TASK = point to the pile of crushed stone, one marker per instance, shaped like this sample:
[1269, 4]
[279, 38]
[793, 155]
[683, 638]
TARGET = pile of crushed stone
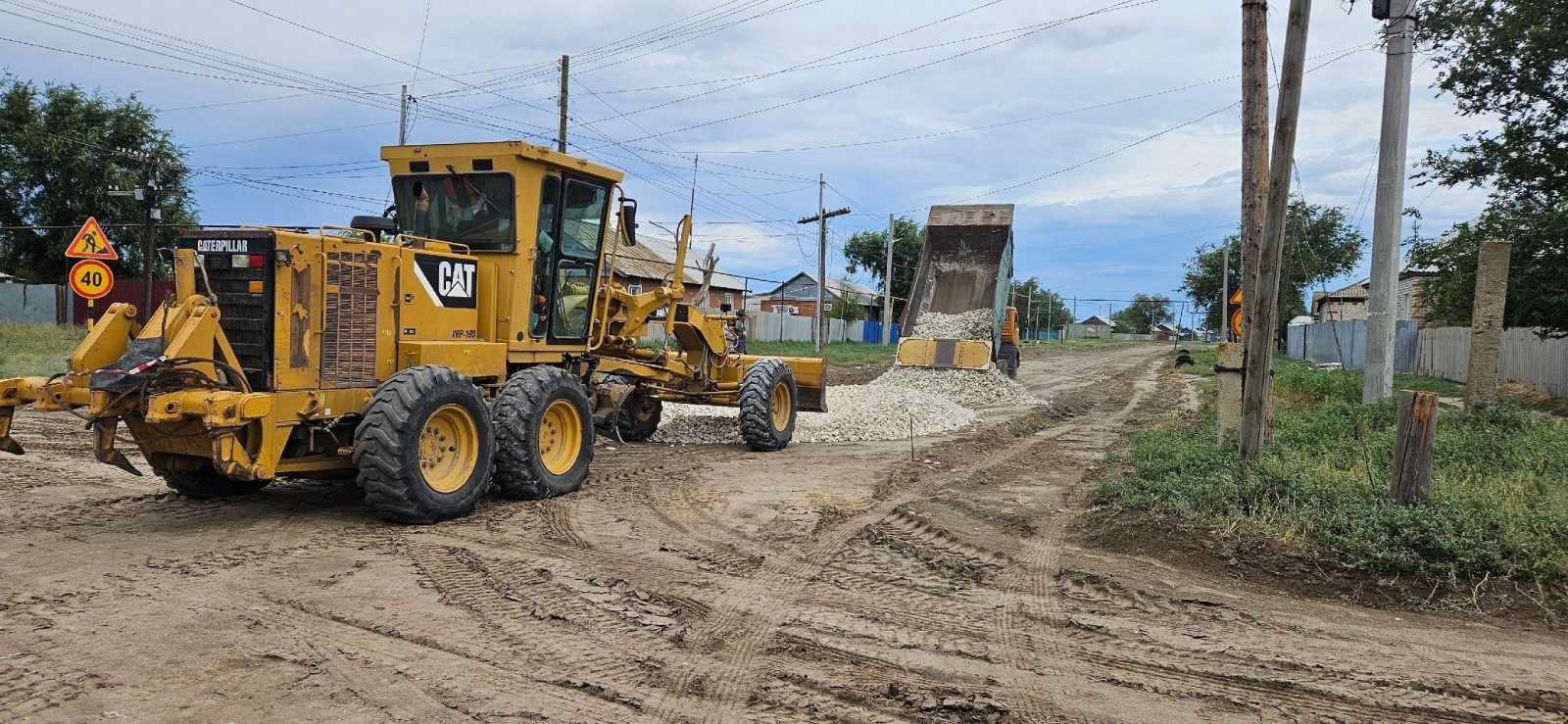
[974, 324]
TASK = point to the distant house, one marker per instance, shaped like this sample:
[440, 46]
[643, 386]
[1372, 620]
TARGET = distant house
[645, 266]
[799, 297]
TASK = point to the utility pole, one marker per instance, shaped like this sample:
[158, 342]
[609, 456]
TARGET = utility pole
[1390, 212]
[1254, 151]
[148, 196]
[402, 118]
[1259, 340]
[888, 287]
[822, 256]
[1225, 295]
[561, 141]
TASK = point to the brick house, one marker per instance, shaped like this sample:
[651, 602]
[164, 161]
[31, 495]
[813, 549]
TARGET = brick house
[799, 297]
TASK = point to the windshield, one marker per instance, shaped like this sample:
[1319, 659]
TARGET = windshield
[470, 209]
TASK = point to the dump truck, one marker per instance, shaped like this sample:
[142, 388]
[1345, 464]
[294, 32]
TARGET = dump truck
[469, 337]
[966, 264]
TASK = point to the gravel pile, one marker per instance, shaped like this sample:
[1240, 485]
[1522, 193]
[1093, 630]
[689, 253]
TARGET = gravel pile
[855, 412]
[968, 387]
[974, 324]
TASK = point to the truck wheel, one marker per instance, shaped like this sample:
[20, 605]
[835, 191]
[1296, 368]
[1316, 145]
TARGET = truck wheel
[767, 407]
[425, 447]
[206, 481]
[639, 417]
[545, 430]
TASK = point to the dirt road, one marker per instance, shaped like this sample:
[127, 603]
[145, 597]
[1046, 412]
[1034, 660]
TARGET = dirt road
[706, 583]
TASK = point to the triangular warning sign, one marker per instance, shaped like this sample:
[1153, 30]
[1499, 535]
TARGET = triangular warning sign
[91, 243]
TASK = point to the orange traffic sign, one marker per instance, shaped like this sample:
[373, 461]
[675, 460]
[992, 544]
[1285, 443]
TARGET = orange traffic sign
[91, 243]
[91, 279]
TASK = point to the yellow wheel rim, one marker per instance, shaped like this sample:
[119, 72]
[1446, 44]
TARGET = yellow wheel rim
[561, 436]
[780, 407]
[449, 449]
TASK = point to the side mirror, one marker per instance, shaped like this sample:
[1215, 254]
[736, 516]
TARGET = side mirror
[629, 219]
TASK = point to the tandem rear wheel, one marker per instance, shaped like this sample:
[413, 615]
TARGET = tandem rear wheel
[425, 447]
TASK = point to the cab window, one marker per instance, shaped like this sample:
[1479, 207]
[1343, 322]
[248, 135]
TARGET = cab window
[582, 219]
[469, 209]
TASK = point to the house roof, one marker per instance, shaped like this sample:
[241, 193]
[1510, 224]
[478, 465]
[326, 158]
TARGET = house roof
[655, 259]
[841, 287]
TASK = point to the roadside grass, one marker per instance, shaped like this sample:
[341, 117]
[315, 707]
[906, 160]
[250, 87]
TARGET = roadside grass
[28, 350]
[839, 353]
[1497, 502]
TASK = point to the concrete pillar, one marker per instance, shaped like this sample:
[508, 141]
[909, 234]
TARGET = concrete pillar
[1230, 405]
[1492, 293]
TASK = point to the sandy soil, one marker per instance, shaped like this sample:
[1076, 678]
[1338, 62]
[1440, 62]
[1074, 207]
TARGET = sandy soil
[708, 583]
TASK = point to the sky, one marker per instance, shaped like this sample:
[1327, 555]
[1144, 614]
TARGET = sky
[1113, 125]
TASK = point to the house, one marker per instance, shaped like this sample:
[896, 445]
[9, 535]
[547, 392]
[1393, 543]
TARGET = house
[651, 262]
[799, 297]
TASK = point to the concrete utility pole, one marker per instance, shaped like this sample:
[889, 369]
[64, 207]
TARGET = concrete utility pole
[822, 256]
[561, 141]
[1254, 151]
[1261, 326]
[402, 118]
[1387, 218]
[888, 287]
[148, 196]
[1492, 295]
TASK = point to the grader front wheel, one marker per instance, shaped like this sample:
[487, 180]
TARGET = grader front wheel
[545, 430]
[425, 447]
[767, 407]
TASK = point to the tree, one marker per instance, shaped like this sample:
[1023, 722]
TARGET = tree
[869, 251]
[57, 167]
[1144, 314]
[847, 308]
[1045, 314]
[1319, 245]
[1502, 60]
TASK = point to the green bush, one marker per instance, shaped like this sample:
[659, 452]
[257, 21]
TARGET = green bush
[1497, 502]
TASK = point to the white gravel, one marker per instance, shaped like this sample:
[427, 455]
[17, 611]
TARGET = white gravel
[855, 412]
[974, 324]
[968, 387]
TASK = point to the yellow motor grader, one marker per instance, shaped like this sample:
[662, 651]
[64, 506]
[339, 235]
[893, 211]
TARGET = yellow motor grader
[474, 337]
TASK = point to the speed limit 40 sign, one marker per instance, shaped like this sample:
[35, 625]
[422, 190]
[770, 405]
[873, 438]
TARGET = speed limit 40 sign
[91, 279]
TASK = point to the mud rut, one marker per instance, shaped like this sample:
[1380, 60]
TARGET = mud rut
[705, 583]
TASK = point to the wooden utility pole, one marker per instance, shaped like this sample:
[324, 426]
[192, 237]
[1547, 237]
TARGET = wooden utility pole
[1492, 295]
[888, 287]
[402, 118]
[1416, 428]
[1259, 342]
[822, 258]
[1254, 151]
[1388, 215]
[706, 265]
[561, 141]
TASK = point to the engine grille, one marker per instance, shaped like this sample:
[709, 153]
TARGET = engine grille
[349, 344]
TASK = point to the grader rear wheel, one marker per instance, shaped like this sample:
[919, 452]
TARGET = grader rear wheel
[545, 430]
[425, 447]
[767, 407]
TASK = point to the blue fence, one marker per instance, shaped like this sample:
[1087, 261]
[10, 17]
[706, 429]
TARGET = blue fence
[870, 332]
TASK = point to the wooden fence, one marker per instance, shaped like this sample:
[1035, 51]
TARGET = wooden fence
[1526, 358]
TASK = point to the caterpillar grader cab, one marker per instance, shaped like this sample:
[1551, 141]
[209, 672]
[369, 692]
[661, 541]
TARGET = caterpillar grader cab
[966, 264]
[475, 337]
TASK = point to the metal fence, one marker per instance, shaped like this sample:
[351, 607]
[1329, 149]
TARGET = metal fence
[35, 303]
[1541, 363]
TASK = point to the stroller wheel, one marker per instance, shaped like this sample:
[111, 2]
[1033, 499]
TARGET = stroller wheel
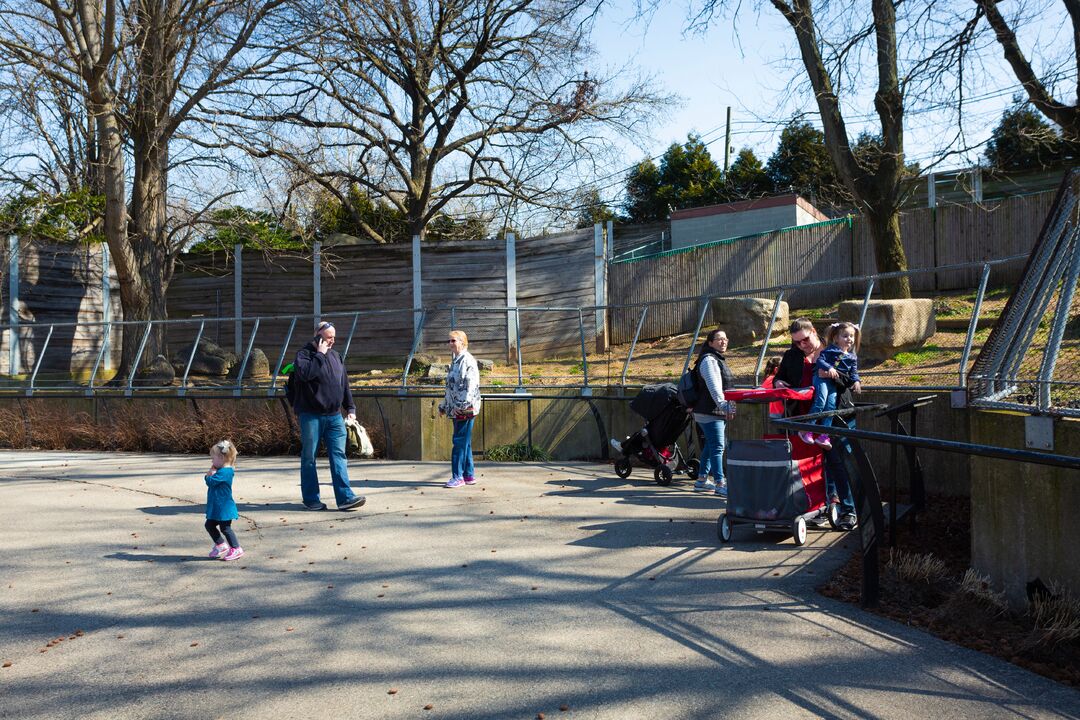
[724, 528]
[662, 475]
[799, 531]
[834, 515]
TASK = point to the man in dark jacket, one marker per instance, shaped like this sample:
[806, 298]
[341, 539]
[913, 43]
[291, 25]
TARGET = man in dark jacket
[322, 391]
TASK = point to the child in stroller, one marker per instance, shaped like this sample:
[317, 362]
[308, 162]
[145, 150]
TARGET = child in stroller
[656, 445]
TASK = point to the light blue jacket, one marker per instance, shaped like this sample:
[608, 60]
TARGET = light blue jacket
[219, 502]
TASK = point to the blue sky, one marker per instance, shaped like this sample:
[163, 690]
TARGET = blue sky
[751, 64]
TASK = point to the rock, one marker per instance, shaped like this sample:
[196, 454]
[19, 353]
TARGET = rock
[437, 371]
[210, 358]
[422, 361]
[891, 326]
[746, 320]
[258, 366]
[158, 372]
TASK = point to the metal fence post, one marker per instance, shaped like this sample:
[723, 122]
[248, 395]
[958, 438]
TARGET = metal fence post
[599, 274]
[106, 353]
[417, 286]
[13, 360]
[316, 280]
[511, 297]
[238, 303]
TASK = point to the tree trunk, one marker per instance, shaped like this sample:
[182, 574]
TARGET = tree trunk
[889, 252]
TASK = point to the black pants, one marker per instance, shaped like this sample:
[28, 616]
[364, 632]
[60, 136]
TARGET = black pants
[226, 526]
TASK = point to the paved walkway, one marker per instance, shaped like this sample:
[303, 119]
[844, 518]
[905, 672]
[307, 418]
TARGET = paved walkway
[544, 586]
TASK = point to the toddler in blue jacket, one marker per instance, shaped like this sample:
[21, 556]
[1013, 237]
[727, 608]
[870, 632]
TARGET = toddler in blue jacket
[220, 507]
[839, 363]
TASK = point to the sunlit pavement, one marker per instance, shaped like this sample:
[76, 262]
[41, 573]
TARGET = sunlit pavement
[543, 587]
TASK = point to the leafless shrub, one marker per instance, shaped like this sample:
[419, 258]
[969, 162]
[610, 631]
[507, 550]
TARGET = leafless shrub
[1056, 616]
[979, 586]
[912, 567]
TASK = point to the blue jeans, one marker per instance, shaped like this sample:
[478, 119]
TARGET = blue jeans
[461, 458]
[712, 454]
[824, 398]
[837, 481]
[329, 429]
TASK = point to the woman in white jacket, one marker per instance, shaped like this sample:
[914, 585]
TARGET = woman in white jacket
[461, 403]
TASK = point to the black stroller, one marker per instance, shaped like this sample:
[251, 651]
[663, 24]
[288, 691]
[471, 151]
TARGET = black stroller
[656, 444]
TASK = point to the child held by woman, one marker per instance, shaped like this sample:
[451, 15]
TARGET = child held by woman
[839, 364]
[220, 506]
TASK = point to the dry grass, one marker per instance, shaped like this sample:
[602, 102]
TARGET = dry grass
[912, 567]
[1056, 616]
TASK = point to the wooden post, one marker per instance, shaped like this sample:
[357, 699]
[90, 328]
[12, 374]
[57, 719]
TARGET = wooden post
[316, 281]
[599, 274]
[13, 361]
[417, 285]
[511, 297]
[238, 306]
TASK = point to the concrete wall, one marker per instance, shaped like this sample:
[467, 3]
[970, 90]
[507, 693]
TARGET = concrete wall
[1024, 518]
[694, 231]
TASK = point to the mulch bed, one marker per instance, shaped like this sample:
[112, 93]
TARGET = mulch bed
[942, 608]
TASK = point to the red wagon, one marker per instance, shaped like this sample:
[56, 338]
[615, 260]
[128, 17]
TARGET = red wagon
[777, 483]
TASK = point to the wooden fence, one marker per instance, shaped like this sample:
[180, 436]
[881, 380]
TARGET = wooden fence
[837, 249]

....

SET PROBLEM. Reproduce exactly, with nothing added, the lines from the one that contains "TASK = point to the concrete wall, one" to the end of the data.

PROBLEM SOLUTION.
TASK = point to the concrete wall, one marker per instance, shaped like this sample:
[467, 3]
[970, 90]
[507, 693]
TARGET = concrete wall
[1024, 518]
[694, 231]
TASK = point to the mulch bed, one marker per instance, shaped like this sample:
[112, 93]
TARGET = mulch bed
[942, 608]
TASK = point to the red wagon, one marker per instance, shaped like this sample:
[56, 338]
[615, 260]
[128, 17]
TARGET = red wagon
[777, 483]
TASK = point to the wooden fence, one marker per instance, shaped like this sample:
[180, 436]
[881, 380]
TARGET = wooden fence
[837, 249]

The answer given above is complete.